Position paper: From libraries as patchwork to datasets as assemblages?

Photo of beach view

My position paper for Always Already Computational: Collections as Data. Every attendee wrote one – read the others at Collections as Data – National Forum Position Statements.

From libraries as patchwork to datasets as assemblages?

Dr Mia Ridge, Digital Curator, British Library

The British Library's collections are vast, and vastly varied, with 180-200 million items in most known languages. Within that, there are important, growing collections of manuscript and sound archives, printed materials and websites, each with its own collecting history and cataloguing practices. Perhaps 1-2% of these collections have been digitised, a process spanning many years and many distinct digitisation projects, and an ensuing patchwork of imaging and cataloguing standards and licences. This paper represents my own perspective on the challenges of providing access to these collections and others I've worked with over the years.

Many of the challenges relate to the volume and variety of the collections. The BL is working to rationalise the patchwork of legacy metadata systems into a smaller number of strategic systems.[1] Other projects are ingesting masses of previously digitised items into a central system, from which they can be displayed in IIIF-compatible players.[2]

The BL has had an 'open metadata' strategy since 2010, and published a significant collection of metadata, the British National Bibliography, as linked open data in 2011.[3] Some digitised items have been posted to Wikimedia Commons,[4] and individual items can be downloaded from the new IIIF player (where rights statements allow). The BL launched a data portal, https://data.bl.uk/, in 2016. It's work-in-progress – many more collections are still to be loaded, the descriptions and site navigation could be improved – but it represents a significant milestone many years in the making. The BL has particularly benefitted from the work of the BL Labs team in finding digitised collections and undertaking the paperwork required to make the freely available. The BL Labs Awards have helped gather examples for creative, scholarly and entrepreneurial uses of digitised collections collection re-use, and BL Labs Competitions have led to individual case studies in digital scholarship while helping the BL understand the needs of potential users.[5] Most recently, the BL has been working with the BBC's Research and Education Space project,[6] adding linked open data descriptions about articles to its website so they can be indexed and shared by the RES project.

EXERCISE GOAL
Can you write the next part of the position paper on British Library collections as data, picking up right after its last sentence?

MATERIAL PROVIDED
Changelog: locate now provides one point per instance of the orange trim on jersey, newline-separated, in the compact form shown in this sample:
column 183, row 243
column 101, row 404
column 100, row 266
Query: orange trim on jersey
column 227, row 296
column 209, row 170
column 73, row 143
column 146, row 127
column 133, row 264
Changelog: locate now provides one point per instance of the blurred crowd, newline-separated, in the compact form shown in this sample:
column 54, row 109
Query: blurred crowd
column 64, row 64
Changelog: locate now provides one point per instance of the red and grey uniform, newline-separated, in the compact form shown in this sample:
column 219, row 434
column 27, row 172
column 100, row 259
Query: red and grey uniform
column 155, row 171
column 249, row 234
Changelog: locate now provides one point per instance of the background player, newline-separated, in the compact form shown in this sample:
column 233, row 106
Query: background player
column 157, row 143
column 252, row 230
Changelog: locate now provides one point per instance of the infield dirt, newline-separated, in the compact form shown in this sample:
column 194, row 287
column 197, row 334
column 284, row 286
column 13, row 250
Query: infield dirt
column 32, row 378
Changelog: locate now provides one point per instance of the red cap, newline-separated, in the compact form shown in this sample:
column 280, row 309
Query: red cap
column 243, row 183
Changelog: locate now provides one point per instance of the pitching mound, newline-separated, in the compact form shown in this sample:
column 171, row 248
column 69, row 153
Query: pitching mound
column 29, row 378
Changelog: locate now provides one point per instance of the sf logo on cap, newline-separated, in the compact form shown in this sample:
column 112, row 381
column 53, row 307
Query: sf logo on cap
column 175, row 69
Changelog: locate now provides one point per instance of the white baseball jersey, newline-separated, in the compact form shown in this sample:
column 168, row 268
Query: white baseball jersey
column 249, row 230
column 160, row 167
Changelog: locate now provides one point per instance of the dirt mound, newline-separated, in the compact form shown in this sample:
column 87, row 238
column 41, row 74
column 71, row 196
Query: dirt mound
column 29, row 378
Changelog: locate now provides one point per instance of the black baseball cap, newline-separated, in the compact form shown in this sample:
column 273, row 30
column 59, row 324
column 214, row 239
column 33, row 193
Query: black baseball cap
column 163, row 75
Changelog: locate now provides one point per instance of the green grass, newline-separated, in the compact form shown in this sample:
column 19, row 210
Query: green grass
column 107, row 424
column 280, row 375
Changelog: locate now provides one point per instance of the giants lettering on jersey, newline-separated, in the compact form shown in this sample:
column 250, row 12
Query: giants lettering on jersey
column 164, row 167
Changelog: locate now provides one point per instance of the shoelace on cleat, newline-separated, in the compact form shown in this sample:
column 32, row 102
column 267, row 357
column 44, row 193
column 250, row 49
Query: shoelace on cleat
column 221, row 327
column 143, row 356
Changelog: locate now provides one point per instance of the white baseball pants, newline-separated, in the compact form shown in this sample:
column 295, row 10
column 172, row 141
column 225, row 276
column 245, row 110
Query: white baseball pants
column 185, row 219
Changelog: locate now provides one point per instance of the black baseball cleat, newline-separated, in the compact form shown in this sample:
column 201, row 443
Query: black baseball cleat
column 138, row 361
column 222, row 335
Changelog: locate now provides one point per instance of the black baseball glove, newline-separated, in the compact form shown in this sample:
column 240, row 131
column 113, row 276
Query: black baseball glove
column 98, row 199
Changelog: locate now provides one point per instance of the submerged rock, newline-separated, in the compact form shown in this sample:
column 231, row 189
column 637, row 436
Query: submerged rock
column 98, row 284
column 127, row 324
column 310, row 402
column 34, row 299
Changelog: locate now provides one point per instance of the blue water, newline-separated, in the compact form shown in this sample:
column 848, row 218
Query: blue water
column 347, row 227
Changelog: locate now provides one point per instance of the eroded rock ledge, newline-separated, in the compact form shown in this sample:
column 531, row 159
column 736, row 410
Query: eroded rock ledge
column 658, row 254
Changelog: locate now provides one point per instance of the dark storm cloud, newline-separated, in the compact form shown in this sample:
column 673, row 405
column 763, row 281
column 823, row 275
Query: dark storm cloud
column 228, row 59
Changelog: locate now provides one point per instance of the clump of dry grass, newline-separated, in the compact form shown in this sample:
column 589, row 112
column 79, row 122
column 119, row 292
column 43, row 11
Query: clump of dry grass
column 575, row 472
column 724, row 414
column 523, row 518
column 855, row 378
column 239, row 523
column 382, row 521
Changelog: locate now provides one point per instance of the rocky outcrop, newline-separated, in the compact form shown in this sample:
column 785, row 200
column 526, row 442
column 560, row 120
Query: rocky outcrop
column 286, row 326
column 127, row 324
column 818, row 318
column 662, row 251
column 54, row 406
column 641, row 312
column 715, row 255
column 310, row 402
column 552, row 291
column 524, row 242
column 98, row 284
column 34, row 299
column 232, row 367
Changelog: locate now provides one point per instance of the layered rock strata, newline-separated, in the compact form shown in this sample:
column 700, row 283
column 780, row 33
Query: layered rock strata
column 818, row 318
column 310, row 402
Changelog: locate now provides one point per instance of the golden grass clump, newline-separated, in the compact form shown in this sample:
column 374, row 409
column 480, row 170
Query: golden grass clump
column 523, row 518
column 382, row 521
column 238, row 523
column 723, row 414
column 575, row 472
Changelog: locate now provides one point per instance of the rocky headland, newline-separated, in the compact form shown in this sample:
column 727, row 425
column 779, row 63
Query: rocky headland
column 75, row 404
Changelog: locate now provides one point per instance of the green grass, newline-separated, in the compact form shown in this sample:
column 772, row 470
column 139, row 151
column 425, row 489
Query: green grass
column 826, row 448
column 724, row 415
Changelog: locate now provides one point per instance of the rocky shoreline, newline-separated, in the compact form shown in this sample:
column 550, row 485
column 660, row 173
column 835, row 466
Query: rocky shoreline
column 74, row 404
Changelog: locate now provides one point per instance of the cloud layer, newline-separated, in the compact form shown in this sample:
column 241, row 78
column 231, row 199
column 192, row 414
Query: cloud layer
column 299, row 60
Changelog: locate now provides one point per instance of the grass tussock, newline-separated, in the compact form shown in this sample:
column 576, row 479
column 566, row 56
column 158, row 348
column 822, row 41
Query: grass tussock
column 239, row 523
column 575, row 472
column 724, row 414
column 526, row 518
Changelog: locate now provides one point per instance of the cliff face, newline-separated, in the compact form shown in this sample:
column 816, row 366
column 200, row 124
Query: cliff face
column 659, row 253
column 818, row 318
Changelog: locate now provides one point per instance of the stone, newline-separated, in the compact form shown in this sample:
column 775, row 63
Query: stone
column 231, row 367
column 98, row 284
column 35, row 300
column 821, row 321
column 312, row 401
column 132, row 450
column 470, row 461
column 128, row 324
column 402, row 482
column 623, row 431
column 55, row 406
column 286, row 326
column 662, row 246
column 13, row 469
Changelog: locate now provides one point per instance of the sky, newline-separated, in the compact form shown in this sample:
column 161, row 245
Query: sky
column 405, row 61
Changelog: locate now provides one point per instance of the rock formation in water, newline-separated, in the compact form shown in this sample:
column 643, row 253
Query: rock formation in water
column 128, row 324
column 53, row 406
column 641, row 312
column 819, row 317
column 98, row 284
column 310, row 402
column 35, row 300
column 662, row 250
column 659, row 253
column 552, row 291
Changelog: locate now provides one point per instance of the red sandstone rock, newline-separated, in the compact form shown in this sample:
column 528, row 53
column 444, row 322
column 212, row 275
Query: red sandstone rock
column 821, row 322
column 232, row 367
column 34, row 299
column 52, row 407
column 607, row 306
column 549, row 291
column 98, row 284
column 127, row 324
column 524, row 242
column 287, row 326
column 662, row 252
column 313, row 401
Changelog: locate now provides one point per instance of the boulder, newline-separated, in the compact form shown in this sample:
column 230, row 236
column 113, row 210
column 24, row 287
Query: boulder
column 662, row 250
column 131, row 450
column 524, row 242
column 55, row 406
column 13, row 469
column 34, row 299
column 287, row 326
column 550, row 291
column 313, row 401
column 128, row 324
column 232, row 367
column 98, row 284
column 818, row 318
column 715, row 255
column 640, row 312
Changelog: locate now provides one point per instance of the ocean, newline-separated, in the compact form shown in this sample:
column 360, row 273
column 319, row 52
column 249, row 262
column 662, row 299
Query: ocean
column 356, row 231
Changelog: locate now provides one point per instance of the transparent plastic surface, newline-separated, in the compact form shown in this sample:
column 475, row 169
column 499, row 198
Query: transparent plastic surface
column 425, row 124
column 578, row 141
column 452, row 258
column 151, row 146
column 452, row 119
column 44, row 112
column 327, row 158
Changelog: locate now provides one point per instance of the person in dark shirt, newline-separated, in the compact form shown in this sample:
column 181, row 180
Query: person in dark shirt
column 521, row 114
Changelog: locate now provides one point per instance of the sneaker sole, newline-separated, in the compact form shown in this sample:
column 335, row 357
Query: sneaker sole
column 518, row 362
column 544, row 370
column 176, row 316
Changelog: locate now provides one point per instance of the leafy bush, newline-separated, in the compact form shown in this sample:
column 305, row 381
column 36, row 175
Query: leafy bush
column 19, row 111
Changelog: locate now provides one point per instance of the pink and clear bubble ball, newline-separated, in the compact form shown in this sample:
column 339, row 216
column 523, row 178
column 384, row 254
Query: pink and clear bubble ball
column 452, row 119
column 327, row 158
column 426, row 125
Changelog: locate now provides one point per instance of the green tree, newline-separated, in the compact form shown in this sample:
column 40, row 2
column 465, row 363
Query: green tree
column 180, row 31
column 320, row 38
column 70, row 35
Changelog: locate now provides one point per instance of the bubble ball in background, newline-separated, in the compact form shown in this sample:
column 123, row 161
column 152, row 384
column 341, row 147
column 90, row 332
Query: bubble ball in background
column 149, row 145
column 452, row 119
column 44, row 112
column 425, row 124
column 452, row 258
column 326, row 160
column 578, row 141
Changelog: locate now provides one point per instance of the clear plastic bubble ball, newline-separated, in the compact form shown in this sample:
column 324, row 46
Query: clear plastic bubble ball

ANSWER TO THIS TASK
In various guises, the BL has spent centuries optimising the process of delivering collection items on request to the reading room. Digitisation projects are challenging for systems designed around the 'deliverable item', but the digital user may wish to access or annotate a specific region of a page of a particular item, but the manuscript itself may be catalogued (and therefore addressable) only at the archive box or bound volume level. The visibility of research activities with items in the reading rooms is not easily achieved for offsite research with digitised collections. Staff often respond better to discussions of the transformational effect of digital scholarship in terms of scale (e.g. it's faster and easier to access resources) than to discussions of newer methods like distant reading and data science.

The challenges the BL faces are not unique. The cultural heritage technology community has been discussing the issues around publishing open cultural data for years,[7]in part because making collections usable as 'data' requires cooperation, resources and knowledge from many departments within an institution. Some tensions are unavoidable in enhancing records for use externally – for example curators may be reluctant or short of the time required to pin down their 'probable' provenance or date range, let alone guess at the intentions of an earlier cataloguer or learn how to apply modern ontologies in order to assign an external identifier to a person or date field.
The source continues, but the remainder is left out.